▶ _Consigne_
Reproduisez telles quelles les lignes des enregistrements ci-dessous, de celle qui contient « Expected: one point per instance of the knight » jusqu'à la fin des enregistrements, bornes comprises.
§
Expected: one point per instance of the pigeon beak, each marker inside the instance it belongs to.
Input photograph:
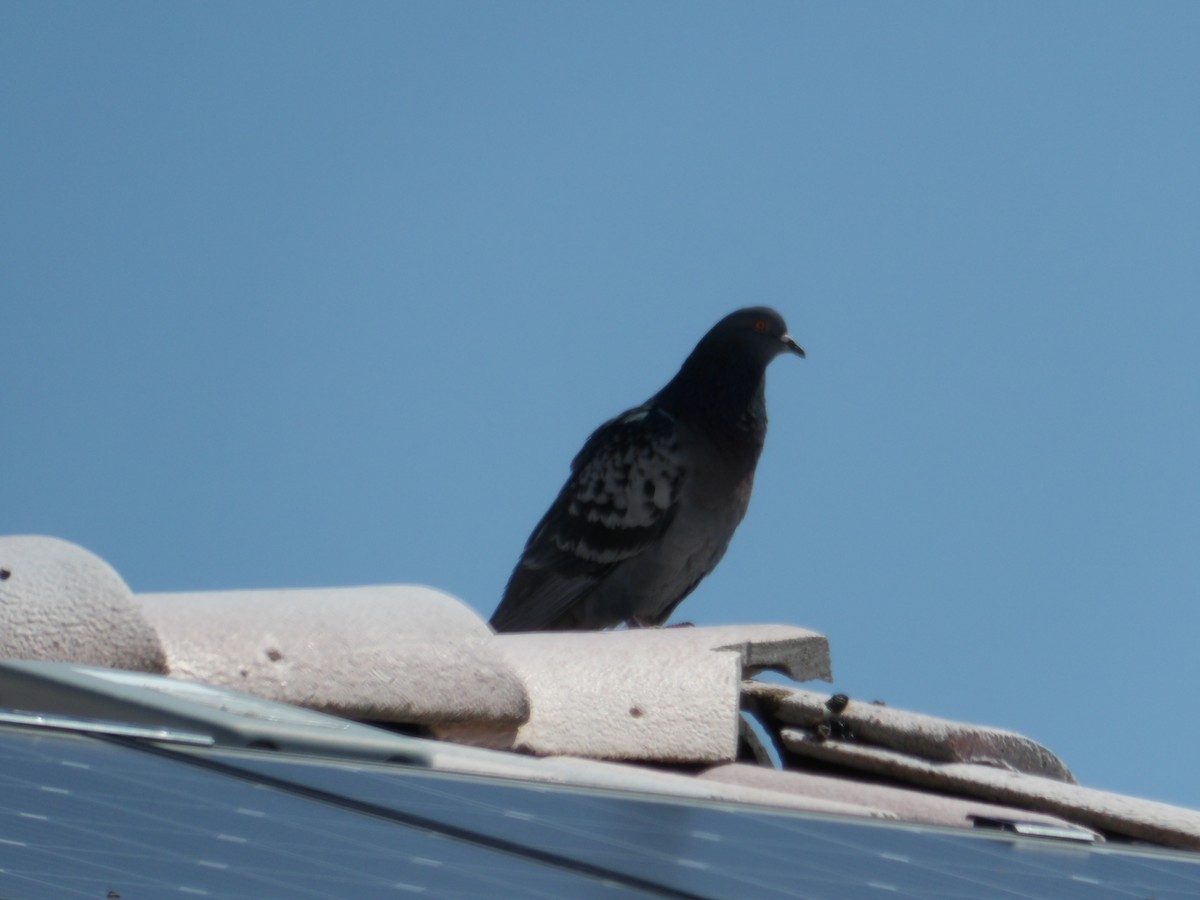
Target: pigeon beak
(790, 343)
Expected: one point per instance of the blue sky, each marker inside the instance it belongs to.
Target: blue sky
(311, 294)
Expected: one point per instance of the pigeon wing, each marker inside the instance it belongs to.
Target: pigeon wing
(621, 497)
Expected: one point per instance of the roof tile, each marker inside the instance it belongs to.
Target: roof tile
(396, 653)
(59, 601)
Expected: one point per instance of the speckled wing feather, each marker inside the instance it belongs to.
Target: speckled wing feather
(619, 499)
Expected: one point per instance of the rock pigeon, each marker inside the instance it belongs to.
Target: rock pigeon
(654, 496)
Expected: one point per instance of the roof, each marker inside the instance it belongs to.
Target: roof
(646, 761)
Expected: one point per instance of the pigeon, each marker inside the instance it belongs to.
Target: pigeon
(655, 495)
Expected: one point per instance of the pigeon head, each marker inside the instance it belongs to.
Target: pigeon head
(723, 379)
(757, 333)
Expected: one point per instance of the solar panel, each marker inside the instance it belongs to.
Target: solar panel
(84, 817)
(133, 786)
(725, 851)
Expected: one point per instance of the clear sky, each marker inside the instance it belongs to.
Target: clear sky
(312, 294)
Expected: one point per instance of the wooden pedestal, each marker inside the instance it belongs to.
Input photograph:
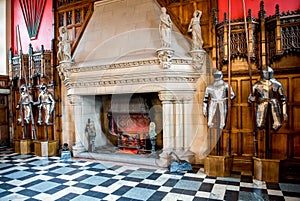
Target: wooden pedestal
(266, 169)
(46, 148)
(218, 166)
(23, 146)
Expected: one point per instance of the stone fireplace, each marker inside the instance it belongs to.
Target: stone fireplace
(118, 79)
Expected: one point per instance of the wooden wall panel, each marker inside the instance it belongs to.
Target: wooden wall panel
(247, 144)
(295, 89)
(296, 146)
(279, 145)
(295, 117)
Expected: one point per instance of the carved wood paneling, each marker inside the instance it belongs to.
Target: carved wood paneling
(181, 12)
(285, 142)
(75, 15)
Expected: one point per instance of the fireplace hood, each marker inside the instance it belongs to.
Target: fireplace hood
(118, 53)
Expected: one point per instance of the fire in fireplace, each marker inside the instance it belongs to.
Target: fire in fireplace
(127, 121)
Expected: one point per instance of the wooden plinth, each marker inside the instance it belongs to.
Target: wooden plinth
(218, 166)
(23, 146)
(46, 148)
(266, 169)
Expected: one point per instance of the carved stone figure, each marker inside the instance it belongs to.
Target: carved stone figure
(45, 103)
(90, 131)
(152, 135)
(165, 28)
(216, 95)
(64, 45)
(195, 28)
(24, 104)
(269, 96)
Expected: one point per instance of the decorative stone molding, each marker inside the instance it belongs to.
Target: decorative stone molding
(165, 57)
(198, 59)
(63, 69)
(176, 95)
(74, 99)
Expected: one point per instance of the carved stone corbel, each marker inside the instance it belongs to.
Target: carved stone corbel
(165, 57)
(63, 70)
(198, 59)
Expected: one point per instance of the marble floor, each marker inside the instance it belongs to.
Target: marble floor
(28, 177)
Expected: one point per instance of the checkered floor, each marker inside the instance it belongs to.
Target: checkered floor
(28, 177)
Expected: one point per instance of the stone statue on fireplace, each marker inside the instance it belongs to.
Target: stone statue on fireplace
(24, 105)
(216, 95)
(46, 104)
(152, 135)
(165, 28)
(269, 95)
(90, 132)
(195, 28)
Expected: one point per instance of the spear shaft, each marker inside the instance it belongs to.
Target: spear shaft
(250, 77)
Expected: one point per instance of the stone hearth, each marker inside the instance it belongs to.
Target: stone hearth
(119, 54)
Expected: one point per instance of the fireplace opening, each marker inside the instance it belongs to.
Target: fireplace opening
(126, 119)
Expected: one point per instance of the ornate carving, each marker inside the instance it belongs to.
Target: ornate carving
(198, 59)
(165, 57)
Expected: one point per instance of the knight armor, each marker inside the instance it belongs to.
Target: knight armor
(216, 96)
(269, 92)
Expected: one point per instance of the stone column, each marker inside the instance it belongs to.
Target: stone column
(76, 101)
(179, 125)
(188, 129)
(168, 126)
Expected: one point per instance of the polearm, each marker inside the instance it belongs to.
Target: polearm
(33, 132)
(250, 77)
(228, 145)
(20, 77)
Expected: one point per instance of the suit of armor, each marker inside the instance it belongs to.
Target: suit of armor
§
▶ _Résultat_
Expected: one point per instance of the knight armor, each marker inside the instance it belongs to.
Target: knight armor
(216, 96)
(269, 92)
Expected: one point per instance of the stone column, each marker inside the instance it belongs to.
Target: stone column
(76, 101)
(179, 125)
(188, 129)
(168, 126)
Expected: one point per instance of the polearm, each marker inside the instance it belongs to.
Target: polearm
(33, 132)
(250, 77)
(228, 145)
(20, 77)
Expected: one point per instance of the suit of armor, each marker inside the instance it belongs to.
Target: suit of armor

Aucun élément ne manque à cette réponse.